__Fragmento citado__:
════
Escribía el abad Mauro en su testamento: “Ahora ya no me queda sino acogerme a la misericordia de Dios, ya que no puedo hacer ningún acto de reparación. No hay tiempo para rectificar, mi mirar atrás porque la vida va en un sentido único. Solo me queda asumir mis desaciertos, reconocer la trama de mis miserables acciones que preferiría no recordar por defectuosas, imperfectas, erróneas, necias, ridículas, es decir paja seca quemada en las brasas de Cristo fuego, y nada más”.

Asumir la imperfección, los propios defectos no es fácil. San Benito pone el listón muy alto, y cuando leemos el capítulo segundo o el sesenta y cuatro, parece como si pidiera al abad un nivel de virtudes que no pueden darse en tan alta calidad. Ya la misma elección que debe ser por el mérito de vida y sabiduría de doctrina, pone alerta sobre el criterio de valoración que se puede tener de una persona, y siempre será necesario atender a la misericordia de Dios, de la cual no debemos desesperar.

La estructura de una comunidad es casi una excepción hoy en la Iglesia, pero en los primeros años del cristianismo hasta la entrada de la Edad Media, se elegían los obispos y los capítulos catedrales de manera muy diferente de nuestros días, con sede episcopales vacante durante años y un proceso de nombramiento opaco.
════
__Material extraído__:
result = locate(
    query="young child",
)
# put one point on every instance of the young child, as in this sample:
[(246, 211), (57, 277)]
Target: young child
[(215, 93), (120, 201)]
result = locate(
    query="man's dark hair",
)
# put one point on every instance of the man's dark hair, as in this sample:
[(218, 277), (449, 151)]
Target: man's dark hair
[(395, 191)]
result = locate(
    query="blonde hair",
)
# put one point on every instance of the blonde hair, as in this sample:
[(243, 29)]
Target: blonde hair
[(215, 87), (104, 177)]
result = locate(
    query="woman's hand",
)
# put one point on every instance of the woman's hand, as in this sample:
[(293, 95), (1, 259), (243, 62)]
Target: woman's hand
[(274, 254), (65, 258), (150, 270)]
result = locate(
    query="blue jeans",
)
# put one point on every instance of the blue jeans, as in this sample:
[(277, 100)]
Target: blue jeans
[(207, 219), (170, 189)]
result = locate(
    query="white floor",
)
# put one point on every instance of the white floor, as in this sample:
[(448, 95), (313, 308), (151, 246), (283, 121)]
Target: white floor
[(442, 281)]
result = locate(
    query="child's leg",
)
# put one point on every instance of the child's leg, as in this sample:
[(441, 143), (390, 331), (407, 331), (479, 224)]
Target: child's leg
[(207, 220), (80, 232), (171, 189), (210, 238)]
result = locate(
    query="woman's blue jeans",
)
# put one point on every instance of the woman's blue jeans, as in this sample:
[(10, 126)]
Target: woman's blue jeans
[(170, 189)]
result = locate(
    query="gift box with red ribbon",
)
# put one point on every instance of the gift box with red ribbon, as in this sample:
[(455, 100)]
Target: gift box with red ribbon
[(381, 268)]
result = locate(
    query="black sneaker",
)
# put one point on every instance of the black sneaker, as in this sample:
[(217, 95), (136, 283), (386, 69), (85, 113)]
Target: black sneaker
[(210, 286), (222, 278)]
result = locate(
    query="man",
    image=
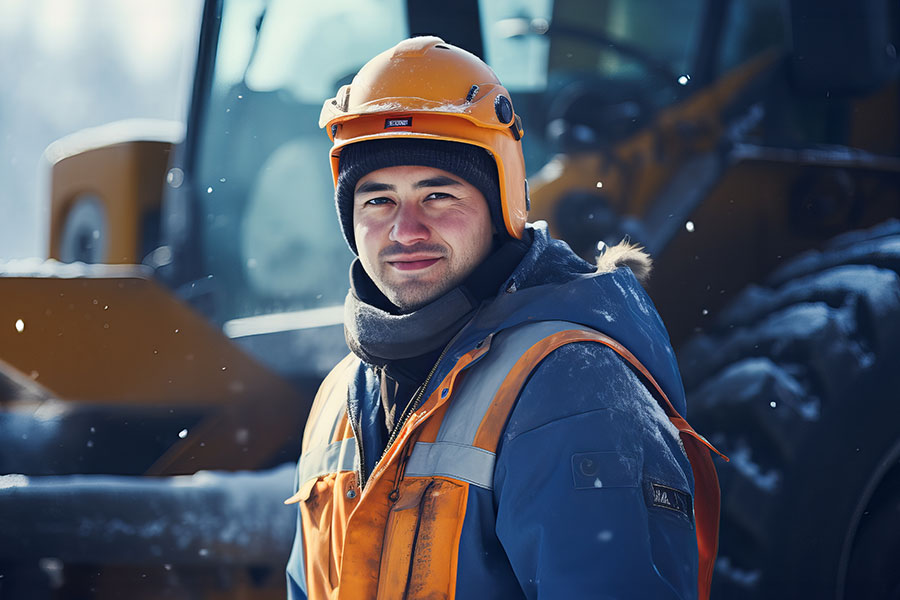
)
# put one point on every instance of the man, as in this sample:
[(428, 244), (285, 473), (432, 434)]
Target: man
[(500, 429)]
════
__Conjunto de tareas__:
(a) Indica, por favor, si cada afirmación coincide con el fragmento sobre el abad Mauro y respalda tu respuesta con las palabras exactas del fragmento: (i) en su testamento, el abad Mauro afirma que aún puede hacer actos de reparación; (ii) San Benito pone el listón muy alto; (iii) la elección del abad debe basarse en el mérito de vida y la sabiduría de doctrina.
(b) ¿Qué capítulos de San Benito se mencionan en el fragmento sobre el abad Mauro?
(c) Prosigue el fragmento sobre el abad Mauro a partir de su última oración.
Los registros proceden de otra fuente.

__Respuestas finales__:
(a)
(i) No: "ya que no puedo hacer ningún acto de reparación".
(ii) Sí: "San Benito pone el listón muy alto".
(iii) Sí: "debe ser por el mérito de vida y sabiduría de doctrina".

(b) El capítulo segundo y el sesenta y cuatro.

(c)
Antes de san Benito eran sistemas diversos. Aquinata Bockmann de un superior elegido por el anterior superior, todavía en vida, como si eligiese un heredero, en línea con ciertas monarquías de la antigüedad o la Edad Media, o con el donante de tierras al monasterio, todo lo cual se prestaba a la manipulación. Esta manipulación siempre puede volver a ser actual en todo tiempo, incluido el nuestro.

Lo que nos deja claro san Benito es que deben impedirse los desórdenes. Vivimos siempre en un equilibrio inestable. Es humana, muy humana, la tentación de ir probando la resistencia del Abad o Prior, con pequeñas cosas de la vida monástica de cada día: asistencia, puntualidad… Es tema principal y primero la necesidad de ser fieles a nuestra vocación.

Hemos venido al monasterio sintiéndonos llamados por el Señor a ser monjes, pero, como nos recuerda san Benito somos almas enfermas y las tentaciones no nos abandonan nunca. Cada día debemos renovar nuestro celo por Dios, el buen celo que debe guiar nuestra vida y vivirla como un regalo que el mismo Señor nos ha hecho. No dar importancia a los pequeños vicios acaba por generar otros más grandes, y de aquí venir a una inestabilidad espiritual que puede hacer peligrar nuestra vocación, y nuestra alma.

La turbulencia, la preocupación, exageración, obstinación generan la pérdida de paz. Es un riesgo, dice san Benito para el abad, o para todo el que tiene una responsabilidad.

¿Cómo podemos ayudar a mantener en un buen nivel la vida monástica? Manteniendo el ritmo de la jornada sabiamente diseñada por san Benito: plegaria, trabajo, contacto con la Palabra, descanso. Es preciso cuidar esto aspectos para no deslizarnos hacia la indolencia, la rutina,,, y, en definitiva, una crisis personal y comunitaria. Vivir la vida monástica con discreción, es vivir virtuosamente, y viene a ser el buen camino a la vida eterna.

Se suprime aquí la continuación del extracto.